Stored entries
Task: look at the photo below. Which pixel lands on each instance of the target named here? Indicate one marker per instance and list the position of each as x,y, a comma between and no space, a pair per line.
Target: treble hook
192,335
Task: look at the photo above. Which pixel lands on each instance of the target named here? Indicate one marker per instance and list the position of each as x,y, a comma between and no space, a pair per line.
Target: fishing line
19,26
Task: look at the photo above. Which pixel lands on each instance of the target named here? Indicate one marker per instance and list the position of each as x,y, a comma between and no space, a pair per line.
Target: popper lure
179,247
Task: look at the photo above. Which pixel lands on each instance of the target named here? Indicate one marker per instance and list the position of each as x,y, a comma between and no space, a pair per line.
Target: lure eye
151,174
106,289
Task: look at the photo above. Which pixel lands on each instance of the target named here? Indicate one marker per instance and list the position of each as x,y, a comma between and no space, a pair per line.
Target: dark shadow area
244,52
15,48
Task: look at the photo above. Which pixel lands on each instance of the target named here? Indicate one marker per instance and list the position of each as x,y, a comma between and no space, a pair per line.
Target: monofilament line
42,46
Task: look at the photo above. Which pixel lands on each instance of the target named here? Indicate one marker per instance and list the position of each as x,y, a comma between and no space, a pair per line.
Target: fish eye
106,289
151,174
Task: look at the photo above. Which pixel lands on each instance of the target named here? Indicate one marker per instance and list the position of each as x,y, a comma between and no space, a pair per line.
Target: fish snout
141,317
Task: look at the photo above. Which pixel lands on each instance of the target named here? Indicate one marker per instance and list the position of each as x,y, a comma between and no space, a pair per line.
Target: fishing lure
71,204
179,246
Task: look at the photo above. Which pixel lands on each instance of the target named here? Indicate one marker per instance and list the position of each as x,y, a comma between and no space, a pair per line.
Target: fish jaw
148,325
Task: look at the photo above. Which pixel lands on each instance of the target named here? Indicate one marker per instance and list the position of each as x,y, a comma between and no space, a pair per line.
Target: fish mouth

▸ THE PROBLEM:
Pick out and copy every line of the entries above that contains the string "lure". Case counts.

▸ WORKED SOLUTION:
Target: popper lure
Target: lure eye
Target: fishing lure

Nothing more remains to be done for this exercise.